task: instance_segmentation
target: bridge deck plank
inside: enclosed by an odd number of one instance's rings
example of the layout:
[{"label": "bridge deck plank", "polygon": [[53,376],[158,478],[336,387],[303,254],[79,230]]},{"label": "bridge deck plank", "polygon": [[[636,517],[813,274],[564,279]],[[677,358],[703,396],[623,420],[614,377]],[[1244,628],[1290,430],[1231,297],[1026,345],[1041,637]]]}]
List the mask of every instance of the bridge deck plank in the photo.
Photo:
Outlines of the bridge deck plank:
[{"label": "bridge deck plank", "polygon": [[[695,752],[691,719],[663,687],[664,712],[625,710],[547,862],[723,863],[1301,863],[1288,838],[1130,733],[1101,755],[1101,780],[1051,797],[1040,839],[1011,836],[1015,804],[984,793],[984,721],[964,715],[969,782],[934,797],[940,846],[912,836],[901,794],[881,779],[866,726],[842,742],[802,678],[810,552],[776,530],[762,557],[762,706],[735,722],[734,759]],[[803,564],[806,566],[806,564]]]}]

--- --- ---

- _REQUIRED WORK_
Return the listing verbatim from its first line through the line containing "Outlines of the", with both ends included.

- _THE RESULT_
task: instance_segmentation
target: bridge deck plank
inside: enclosed by an odd number of one instance's rings
example of the layout:
[{"label": "bridge deck plank", "polygon": [[53,376],[158,478],[336,387],[303,254],[79,230]]},{"label": "bridge deck plank", "polygon": [[[636,517],[813,274],[564,279]],[[677,358],[703,396],[623,420],[614,377]],[[1244,628],[1290,430],[1231,297],[1026,345],[1041,637]]]}]
List the mask of every instance of the bridge deck plank in the photo.
Photo:
Outlines of the bridge deck plank:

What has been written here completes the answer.